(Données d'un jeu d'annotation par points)
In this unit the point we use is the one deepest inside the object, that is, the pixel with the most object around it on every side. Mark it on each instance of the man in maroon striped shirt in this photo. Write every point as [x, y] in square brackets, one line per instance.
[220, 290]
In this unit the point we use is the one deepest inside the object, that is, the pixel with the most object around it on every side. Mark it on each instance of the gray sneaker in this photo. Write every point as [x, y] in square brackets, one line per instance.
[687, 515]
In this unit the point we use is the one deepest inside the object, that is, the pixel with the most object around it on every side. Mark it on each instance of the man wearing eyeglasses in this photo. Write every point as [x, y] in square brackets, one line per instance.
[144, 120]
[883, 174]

▶ [Consigne]:
Mets à jour le passage allant de la ligne contenant « of the gray » jusqu'à la fin du matériel en remplaçant « eyeglasses » par « glasses ». Redonne ces lignes sans aucune autre modification.

▶ [Réponse]:
In this unit the point we use is the one deepest inside the object, that is, the pixel with the most object around it on every side. Mark it on each instance of the gray sneaker in this photo. Write every point as [x, y] in square brackets, one line per instance.
[687, 515]
In this unit the point we use is the one deepest inside the object, that is, the pixel with the most object around it on every side. Mark it on each instance of the man wearing glasses in this photo. Write every point as [x, y] in square brackets, one line per instance.
[144, 120]
[883, 174]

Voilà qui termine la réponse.